The original quake shook products from supermarket shelves, shattered windows and collapsed walls in homes made from mud bricks. Emergency response teams say more than 5,000 people have been relocated as inspectors assess the damage to determine if structures remain inhabitable or need to be reinforced or demolished entirely.

Government relief efforts involving 1,500 specialists and volunteers distributed tents, beds, non-perishable food items and water, concentrating on the towns of Niuku (牛库) and Tongguan (通关), among others. Mojiang is, by Chinese standards at least, a sparsely populated region. The mountainous area is a Hani minority autonomous county where most residents depend on agriculture for their incomes.

Mojiang is also known across China for its annual Twins Festival. Each year for the past 13, tens of thousands of tourists descend on the region at the end of April as roughly 1,000 pairs of twins appear in parades, enormous talent shows and other nationally televised events.

> [Data provided]
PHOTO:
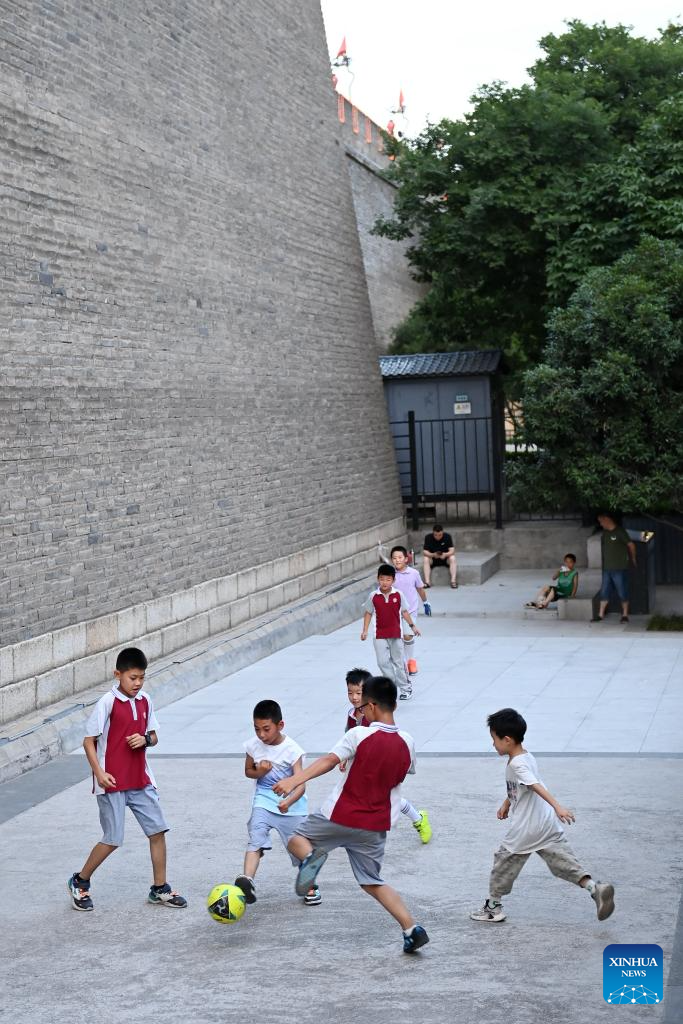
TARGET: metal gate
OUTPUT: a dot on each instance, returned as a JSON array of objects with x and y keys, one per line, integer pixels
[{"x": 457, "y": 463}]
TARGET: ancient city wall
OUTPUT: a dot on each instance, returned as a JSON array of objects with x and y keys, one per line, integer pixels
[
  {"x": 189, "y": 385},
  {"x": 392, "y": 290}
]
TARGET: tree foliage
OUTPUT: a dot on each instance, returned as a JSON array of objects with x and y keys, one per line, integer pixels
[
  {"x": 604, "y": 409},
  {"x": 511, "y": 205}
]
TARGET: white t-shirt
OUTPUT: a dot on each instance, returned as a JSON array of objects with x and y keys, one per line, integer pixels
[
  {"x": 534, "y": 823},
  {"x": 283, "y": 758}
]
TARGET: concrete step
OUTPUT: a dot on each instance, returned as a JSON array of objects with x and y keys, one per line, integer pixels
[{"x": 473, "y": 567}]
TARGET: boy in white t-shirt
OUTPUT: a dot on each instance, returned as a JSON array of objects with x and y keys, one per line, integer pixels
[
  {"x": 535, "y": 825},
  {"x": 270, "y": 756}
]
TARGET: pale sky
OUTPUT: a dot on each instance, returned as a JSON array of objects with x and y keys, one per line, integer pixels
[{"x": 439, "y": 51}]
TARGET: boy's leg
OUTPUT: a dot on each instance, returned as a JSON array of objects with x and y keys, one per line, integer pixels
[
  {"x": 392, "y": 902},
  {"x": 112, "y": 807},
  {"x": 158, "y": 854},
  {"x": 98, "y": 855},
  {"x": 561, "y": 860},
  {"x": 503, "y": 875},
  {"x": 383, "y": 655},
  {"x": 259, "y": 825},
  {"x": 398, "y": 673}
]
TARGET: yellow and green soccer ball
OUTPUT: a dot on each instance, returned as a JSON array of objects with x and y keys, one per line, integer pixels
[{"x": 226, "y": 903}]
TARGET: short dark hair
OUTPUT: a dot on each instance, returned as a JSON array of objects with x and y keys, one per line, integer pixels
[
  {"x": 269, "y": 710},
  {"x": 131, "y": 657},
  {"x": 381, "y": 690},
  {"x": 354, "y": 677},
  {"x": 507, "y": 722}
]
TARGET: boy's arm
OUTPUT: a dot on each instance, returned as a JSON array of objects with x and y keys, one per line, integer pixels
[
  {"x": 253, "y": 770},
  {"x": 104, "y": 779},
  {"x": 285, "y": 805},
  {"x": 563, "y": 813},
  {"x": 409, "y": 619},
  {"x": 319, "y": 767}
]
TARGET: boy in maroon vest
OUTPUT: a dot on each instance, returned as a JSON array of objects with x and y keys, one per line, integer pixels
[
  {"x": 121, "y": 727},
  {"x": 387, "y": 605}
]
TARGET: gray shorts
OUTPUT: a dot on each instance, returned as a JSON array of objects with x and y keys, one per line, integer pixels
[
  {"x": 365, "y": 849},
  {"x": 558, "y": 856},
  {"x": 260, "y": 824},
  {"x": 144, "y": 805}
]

> [Parts of the exercise]
1/ In the Mojiang passage, how many specialists and volunteers took part in the government relief efforts?
2/ Transcribe everything in the Mojiang passage from "The original quake" down to "for their incomes.".
Work from the Mojiang passage alone.

> [Expected outputs]
1/ 1,500

2/
The original quake shook products from supermarket shelves, shattered windows and collapsed walls in homes made from mud bricks. Emergency response teams say more than 5,000 people have been relocated as inspectors assess the damage to determine if structures remain inhabitable or need to be reinforced or demolished entirely.

Government relief efforts involving 1,500 specialists and volunteers distributed tents, beds, non-perishable food items and water, concentrating on the towns of Niuku (牛库) and Tongguan (通关), among others. Mojiang is, by Chinese standards at least, a sparsely populated region. The mountainous area is a Hani minority autonomous county where most residents depend on agriculture for their incomes.